Exercise prompt » Every line of the records below from the line with "In this picture, where can the cloudy" up to and including the line with "In this picture, where can the house roof" must be reproduced exactly, and no line outside that range.

Dataset records »
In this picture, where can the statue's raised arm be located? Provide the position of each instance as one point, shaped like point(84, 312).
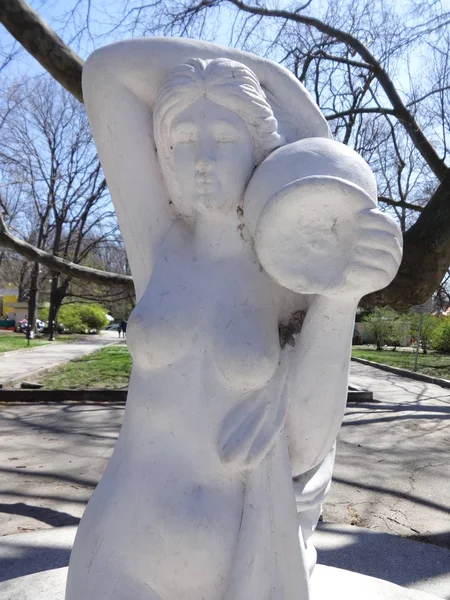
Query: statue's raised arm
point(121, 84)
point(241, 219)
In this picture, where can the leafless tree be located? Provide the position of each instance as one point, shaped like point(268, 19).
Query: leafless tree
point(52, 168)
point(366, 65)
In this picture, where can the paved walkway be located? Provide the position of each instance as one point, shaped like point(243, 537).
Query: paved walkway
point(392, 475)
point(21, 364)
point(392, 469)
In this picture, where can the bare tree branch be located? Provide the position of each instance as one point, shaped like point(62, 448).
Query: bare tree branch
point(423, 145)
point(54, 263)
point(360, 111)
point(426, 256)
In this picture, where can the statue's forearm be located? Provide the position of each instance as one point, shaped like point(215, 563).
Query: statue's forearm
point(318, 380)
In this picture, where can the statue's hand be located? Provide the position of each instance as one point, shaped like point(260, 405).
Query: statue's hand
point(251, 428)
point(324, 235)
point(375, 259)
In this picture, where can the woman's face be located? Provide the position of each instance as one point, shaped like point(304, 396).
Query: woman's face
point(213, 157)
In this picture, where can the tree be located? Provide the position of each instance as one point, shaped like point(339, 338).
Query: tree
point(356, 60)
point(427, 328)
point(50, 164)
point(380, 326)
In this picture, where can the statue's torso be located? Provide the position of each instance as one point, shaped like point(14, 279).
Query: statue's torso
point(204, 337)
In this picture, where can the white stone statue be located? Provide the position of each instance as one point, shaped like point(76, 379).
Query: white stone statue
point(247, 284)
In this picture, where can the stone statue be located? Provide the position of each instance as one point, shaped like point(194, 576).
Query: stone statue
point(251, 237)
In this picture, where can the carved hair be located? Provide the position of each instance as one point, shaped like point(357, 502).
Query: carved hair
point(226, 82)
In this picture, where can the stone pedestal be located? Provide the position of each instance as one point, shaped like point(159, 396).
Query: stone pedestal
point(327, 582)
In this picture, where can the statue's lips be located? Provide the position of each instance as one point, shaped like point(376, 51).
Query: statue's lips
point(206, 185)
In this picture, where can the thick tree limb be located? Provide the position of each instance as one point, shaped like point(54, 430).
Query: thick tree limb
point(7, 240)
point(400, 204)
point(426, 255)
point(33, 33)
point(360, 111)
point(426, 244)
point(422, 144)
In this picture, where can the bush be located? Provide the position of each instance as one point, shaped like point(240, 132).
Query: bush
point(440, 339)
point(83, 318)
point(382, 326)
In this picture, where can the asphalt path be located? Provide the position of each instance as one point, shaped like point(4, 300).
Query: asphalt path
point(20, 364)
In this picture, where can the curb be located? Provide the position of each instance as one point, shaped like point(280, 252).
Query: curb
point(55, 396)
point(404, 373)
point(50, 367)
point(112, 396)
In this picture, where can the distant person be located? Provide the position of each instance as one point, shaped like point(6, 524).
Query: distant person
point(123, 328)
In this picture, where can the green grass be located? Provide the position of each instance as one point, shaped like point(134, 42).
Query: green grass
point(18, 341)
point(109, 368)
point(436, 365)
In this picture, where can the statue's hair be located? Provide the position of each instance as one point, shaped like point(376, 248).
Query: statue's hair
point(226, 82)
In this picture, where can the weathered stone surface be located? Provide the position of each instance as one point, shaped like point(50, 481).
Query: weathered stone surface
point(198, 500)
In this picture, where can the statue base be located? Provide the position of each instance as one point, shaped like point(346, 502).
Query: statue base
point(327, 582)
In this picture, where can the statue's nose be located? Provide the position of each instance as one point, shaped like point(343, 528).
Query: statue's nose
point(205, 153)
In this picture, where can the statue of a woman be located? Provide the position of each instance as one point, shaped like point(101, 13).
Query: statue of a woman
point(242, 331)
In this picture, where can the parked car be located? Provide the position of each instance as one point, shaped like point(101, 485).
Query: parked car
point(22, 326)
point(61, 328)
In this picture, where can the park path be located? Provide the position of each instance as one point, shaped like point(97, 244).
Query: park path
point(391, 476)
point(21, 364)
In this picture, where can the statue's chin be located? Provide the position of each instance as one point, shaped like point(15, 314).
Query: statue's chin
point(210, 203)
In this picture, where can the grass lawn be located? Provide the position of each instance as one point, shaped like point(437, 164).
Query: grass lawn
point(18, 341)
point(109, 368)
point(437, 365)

--

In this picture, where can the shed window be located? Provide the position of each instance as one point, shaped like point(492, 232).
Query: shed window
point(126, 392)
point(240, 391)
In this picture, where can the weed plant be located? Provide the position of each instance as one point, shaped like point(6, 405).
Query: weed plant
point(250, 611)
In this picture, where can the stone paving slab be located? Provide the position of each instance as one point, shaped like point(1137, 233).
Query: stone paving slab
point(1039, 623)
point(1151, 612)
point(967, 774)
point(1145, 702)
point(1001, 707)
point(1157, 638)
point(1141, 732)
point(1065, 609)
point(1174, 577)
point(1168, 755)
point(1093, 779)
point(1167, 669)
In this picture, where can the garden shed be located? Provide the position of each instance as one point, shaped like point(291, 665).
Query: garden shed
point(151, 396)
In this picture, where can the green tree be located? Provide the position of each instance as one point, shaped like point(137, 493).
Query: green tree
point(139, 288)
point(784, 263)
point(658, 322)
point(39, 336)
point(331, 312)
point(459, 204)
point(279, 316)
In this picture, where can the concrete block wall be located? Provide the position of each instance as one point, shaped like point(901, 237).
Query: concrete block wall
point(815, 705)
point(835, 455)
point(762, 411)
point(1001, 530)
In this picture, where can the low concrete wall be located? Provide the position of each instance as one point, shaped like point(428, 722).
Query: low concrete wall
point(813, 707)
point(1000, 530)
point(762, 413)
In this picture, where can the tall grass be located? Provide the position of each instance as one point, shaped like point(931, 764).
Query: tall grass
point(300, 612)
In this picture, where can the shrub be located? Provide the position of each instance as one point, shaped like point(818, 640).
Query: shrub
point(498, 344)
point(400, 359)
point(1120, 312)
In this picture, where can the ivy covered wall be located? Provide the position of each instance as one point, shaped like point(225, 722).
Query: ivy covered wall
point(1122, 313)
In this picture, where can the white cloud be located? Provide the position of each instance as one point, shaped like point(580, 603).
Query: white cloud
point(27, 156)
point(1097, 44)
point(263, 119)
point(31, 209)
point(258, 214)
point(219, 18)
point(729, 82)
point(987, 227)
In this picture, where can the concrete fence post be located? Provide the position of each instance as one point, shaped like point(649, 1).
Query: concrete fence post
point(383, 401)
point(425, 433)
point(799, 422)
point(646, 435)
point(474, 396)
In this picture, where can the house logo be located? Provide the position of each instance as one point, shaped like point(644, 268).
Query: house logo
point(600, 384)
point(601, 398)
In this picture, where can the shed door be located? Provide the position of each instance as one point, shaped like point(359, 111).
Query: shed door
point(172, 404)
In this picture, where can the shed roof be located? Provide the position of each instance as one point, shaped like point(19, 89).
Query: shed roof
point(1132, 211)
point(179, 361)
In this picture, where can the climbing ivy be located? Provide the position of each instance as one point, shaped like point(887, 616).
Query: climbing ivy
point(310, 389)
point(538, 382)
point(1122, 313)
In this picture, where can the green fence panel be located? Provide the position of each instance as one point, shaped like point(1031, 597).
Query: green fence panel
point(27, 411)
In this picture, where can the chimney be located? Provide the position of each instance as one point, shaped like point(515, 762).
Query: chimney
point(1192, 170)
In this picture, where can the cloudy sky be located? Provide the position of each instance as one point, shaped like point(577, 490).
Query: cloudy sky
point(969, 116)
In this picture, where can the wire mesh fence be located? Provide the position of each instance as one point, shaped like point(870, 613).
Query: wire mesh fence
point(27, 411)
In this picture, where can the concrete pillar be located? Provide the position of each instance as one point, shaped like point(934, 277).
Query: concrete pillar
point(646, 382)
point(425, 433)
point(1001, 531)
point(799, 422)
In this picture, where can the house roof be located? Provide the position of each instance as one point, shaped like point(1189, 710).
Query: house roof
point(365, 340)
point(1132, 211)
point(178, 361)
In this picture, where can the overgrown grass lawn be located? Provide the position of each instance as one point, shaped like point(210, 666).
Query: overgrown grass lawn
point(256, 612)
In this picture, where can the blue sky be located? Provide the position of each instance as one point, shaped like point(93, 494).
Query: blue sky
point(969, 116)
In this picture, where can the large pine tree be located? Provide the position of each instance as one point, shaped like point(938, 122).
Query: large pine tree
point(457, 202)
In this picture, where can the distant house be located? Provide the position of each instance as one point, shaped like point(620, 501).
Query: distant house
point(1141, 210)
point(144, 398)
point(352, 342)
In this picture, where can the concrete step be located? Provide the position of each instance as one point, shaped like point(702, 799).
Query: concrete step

Answer below »
In this picture, where can the cloudy sky be located? Provide the position of each instance as one point, shaped like point(577, 490).
Query: cloudy sky
point(969, 116)
In this picture, where can the wire mesh fence be located? Provide the position of each instance as one point, shaped like point(870, 613).
Query: wire mesh fence
point(27, 411)
In this picture, where can the concrete pillar be located? Provide the position of each instance as one point, shaped like point(934, 277).
Query: concrete pillar
point(646, 382)
point(425, 433)
point(1001, 531)
point(799, 422)
In this picture, where can the house roof be located? Provide the position of each instance as one point, shaped like point(1189, 710).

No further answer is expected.